▸ **課題**: 歯科医院の感染対策についての文章では、歯科での治療はすべてがどのような処置だと述べていますか。

▸ **本文**:
「歯医者さんはどんな感染対策をおこなっているのかな?」とか「歯科医院で感じる独特のにおいやあの雰囲気は一体何だろう?」このようなことに疑問を持ったことはありませんか?。
実は歯科での治療はすべてが外科処置、つまり、毎回手術を行っているといえます。ですからかなり高いレベルの感染対策が要求されるのです。
今医科でも開腹による外科手術は非常に少なくなってきています。
そんな傾向の中で、ほとんどが外科治療といえる診療科が歯科といってもよいでしょう。
例えばメインテナンスと言って歯石を取ってクリーニングするだけでも外科レベルの感染対策が必要なのです。
患者さんにはなかなか実感がわかないと思いますが、感染対策にはレベルがあります。
この記事では「歯科医院が感染対策をどこまで行っているかを知るため」に、「歯科医院のどこを見ればよいか?」について書いてゆきます。

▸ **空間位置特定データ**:
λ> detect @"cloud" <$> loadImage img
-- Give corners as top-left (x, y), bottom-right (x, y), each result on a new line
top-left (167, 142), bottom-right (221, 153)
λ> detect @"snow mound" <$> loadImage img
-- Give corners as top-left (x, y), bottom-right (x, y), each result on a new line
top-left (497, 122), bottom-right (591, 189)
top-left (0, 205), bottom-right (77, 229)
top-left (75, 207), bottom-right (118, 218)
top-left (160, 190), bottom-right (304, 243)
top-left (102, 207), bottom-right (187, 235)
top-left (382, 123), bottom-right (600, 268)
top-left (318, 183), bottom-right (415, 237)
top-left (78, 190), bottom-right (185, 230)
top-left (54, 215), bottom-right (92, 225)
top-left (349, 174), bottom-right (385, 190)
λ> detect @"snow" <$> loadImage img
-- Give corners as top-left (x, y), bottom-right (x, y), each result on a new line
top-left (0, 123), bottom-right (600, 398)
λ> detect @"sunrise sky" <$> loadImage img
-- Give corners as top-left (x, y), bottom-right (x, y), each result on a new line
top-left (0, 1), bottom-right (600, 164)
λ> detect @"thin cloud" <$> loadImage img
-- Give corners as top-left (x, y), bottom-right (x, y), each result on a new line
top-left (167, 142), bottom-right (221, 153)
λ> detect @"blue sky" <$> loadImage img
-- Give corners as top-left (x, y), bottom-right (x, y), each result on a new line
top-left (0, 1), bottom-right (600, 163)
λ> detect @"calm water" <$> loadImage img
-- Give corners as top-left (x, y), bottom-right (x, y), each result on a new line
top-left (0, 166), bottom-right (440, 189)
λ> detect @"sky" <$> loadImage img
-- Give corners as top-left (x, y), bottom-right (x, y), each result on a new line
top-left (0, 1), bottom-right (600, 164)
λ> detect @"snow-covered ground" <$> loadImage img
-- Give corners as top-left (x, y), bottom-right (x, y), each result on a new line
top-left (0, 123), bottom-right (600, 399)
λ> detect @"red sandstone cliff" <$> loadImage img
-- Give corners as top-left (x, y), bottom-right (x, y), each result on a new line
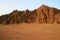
top-left (0, 5), bottom-right (60, 24)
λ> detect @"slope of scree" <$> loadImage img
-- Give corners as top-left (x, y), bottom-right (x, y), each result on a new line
top-left (0, 5), bottom-right (60, 24)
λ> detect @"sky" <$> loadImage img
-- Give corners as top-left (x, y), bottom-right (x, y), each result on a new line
top-left (0, 0), bottom-right (60, 15)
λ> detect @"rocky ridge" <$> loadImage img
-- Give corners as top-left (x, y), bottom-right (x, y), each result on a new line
top-left (0, 5), bottom-right (60, 24)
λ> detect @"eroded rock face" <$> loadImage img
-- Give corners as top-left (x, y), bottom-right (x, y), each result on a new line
top-left (0, 5), bottom-right (60, 24)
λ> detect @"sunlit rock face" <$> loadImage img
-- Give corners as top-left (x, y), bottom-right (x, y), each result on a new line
top-left (0, 5), bottom-right (60, 24)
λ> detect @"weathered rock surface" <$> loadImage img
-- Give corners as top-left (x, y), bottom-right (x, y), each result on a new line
top-left (0, 5), bottom-right (60, 24)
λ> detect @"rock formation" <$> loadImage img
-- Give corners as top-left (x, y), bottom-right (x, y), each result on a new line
top-left (0, 5), bottom-right (60, 24)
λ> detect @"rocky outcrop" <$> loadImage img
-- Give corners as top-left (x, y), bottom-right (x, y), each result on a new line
top-left (0, 5), bottom-right (60, 24)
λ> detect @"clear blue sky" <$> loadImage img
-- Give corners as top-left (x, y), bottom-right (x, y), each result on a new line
top-left (0, 0), bottom-right (60, 15)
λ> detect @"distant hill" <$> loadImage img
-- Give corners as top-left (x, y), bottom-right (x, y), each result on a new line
top-left (0, 5), bottom-right (60, 24)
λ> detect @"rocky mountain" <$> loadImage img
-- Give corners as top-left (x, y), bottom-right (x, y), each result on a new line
top-left (0, 5), bottom-right (60, 24)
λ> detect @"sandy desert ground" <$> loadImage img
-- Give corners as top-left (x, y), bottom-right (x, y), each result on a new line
top-left (0, 24), bottom-right (60, 40)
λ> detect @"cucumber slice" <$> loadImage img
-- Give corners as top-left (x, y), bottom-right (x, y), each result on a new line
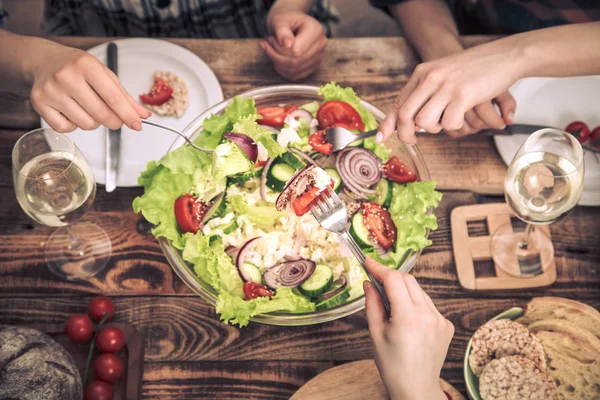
top-left (267, 162), bottom-right (296, 192)
top-left (368, 178), bottom-right (392, 208)
top-left (350, 212), bottom-right (372, 249)
top-left (324, 168), bottom-right (342, 193)
top-left (316, 289), bottom-right (350, 311)
top-left (240, 262), bottom-right (262, 283)
top-left (299, 264), bottom-right (333, 297)
top-left (281, 151), bottom-right (306, 170)
top-left (219, 218), bottom-right (238, 235)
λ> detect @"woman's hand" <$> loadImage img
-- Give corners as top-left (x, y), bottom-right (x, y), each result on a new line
top-left (260, 9), bottom-right (327, 81)
top-left (364, 259), bottom-right (454, 400)
top-left (28, 42), bottom-right (151, 132)
top-left (377, 41), bottom-right (522, 143)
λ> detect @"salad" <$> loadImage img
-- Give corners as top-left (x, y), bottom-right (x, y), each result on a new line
top-left (133, 82), bottom-right (441, 326)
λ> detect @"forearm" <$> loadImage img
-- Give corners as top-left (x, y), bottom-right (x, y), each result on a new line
top-left (390, 0), bottom-right (463, 61)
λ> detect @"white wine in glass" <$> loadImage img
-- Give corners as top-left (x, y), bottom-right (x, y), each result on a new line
top-left (492, 129), bottom-right (584, 277)
top-left (13, 129), bottom-right (112, 280)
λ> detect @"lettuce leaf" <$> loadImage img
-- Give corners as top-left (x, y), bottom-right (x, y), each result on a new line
top-left (319, 82), bottom-right (377, 131)
top-left (216, 287), bottom-right (315, 327)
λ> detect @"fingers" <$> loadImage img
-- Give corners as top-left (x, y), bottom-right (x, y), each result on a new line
top-left (473, 101), bottom-right (506, 129)
top-left (363, 281), bottom-right (387, 338)
top-left (494, 92), bottom-right (517, 125)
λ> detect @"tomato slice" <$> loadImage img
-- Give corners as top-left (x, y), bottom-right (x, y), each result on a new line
top-left (244, 282), bottom-right (275, 300)
top-left (317, 100), bottom-right (365, 131)
top-left (362, 203), bottom-right (396, 250)
top-left (383, 156), bottom-right (417, 183)
top-left (256, 106), bottom-right (298, 128)
top-left (587, 126), bottom-right (600, 151)
top-left (140, 78), bottom-right (173, 106)
top-left (175, 194), bottom-right (208, 233)
top-left (308, 130), bottom-right (333, 155)
top-left (565, 121), bottom-right (590, 144)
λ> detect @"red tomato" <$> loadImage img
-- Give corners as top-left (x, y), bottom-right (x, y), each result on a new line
top-left (175, 194), bottom-right (207, 233)
top-left (88, 296), bottom-right (115, 322)
top-left (292, 179), bottom-right (335, 217)
top-left (83, 381), bottom-right (113, 400)
top-left (317, 100), bottom-right (365, 131)
top-left (244, 282), bottom-right (275, 300)
top-left (383, 156), bottom-right (417, 183)
top-left (587, 126), bottom-right (600, 151)
top-left (308, 130), bottom-right (333, 155)
top-left (362, 203), bottom-right (396, 250)
top-left (140, 78), bottom-right (173, 106)
top-left (65, 314), bottom-right (94, 343)
top-left (96, 326), bottom-right (125, 353)
top-left (565, 121), bottom-right (590, 144)
top-left (94, 353), bottom-right (123, 383)
top-left (256, 106), bottom-right (298, 128)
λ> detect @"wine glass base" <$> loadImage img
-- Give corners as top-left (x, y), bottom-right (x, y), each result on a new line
top-left (44, 222), bottom-right (112, 281)
top-left (491, 224), bottom-right (554, 278)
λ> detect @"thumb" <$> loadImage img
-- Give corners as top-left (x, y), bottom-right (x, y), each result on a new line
top-left (494, 92), bottom-right (517, 125)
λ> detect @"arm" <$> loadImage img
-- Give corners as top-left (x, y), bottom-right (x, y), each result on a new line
top-left (378, 22), bottom-right (600, 143)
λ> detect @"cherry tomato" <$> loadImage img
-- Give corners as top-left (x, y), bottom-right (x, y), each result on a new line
top-left (96, 326), bottom-right (125, 353)
top-left (362, 203), bottom-right (396, 250)
top-left (65, 314), bottom-right (94, 343)
top-left (256, 106), bottom-right (298, 128)
top-left (383, 156), bottom-right (417, 183)
top-left (175, 194), bottom-right (208, 233)
top-left (565, 121), bottom-right (590, 144)
top-left (140, 78), bottom-right (173, 106)
top-left (88, 296), bottom-right (115, 322)
top-left (94, 353), bottom-right (123, 383)
top-left (308, 130), bottom-right (333, 155)
top-left (244, 282), bottom-right (275, 300)
top-left (83, 381), bottom-right (113, 400)
top-left (292, 179), bottom-right (335, 217)
top-left (317, 100), bottom-right (365, 131)
top-left (587, 126), bottom-right (600, 151)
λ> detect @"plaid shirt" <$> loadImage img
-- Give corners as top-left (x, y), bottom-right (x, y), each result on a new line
top-left (370, 0), bottom-right (600, 34)
top-left (0, 0), bottom-right (337, 38)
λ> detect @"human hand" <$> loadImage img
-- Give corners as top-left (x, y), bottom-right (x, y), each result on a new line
top-left (260, 10), bottom-right (327, 81)
top-left (30, 43), bottom-right (151, 133)
top-left (364, 258), bottom-right (454, 400)
top-left (377, 42), bottom-right (522, 143)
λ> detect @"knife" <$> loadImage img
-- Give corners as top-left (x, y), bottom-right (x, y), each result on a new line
top-left (104, 43), bottom-right (121, 192)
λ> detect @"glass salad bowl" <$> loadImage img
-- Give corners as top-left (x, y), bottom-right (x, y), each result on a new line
top-left (158, 85), bottom-right (430, 326)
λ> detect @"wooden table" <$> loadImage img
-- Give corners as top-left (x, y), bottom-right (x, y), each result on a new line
top-left (0, 37), bottom-right (600, 399)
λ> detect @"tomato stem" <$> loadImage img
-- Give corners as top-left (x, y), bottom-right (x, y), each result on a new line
top-left (83, 312), bottom-right (110, 387)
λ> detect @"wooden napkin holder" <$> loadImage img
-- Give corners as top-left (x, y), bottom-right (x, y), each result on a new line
top-left (450, 203), bottom-right (556, 291)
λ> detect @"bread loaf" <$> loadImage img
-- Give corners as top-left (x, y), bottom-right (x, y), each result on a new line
top-left (0, 326), bottom-right (83, 400)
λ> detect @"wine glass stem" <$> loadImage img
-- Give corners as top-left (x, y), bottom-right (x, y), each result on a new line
top-left (519, 224), bottom-right (535, 250)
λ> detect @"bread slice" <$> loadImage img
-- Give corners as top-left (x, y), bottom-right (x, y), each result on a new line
top-left (527, 319), bottom-right (600, 353)
top-left (536, 331), bottom-right (600, 400)
top-left (517, 297), bottom-right (600, 338)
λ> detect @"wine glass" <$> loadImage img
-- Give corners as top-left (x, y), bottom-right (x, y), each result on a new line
top-left (491, 129), bottom-right (584, 277)
top-left (12, 128), bottom-right (112, 281)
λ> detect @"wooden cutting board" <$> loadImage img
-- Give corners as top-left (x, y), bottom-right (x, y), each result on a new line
top-left (290, 360), bottom-right (465, 400)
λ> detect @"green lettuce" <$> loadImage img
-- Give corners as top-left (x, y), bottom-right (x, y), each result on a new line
top-left (216, 287), bottom-right (315, 327)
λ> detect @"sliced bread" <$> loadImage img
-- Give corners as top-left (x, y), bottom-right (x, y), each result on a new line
top-left (517, 297), bottom-right (600, 338)
top-left (536, 331), bottom-right (600, 400)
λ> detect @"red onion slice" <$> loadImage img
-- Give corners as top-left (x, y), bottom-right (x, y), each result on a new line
top-left (335, 147), bottom-right (382, 200)
top-left (235, 236), bottom-right (262, 282)
top-left (321, 275), bottom-right (348, 300)
top-left (263, 259), bottom-right (317, 289)
top-left (223, 132), bottom-right (258, 164)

▸ **解答**: すべてが外科処置で、毎回手術を行っているといえると述べています。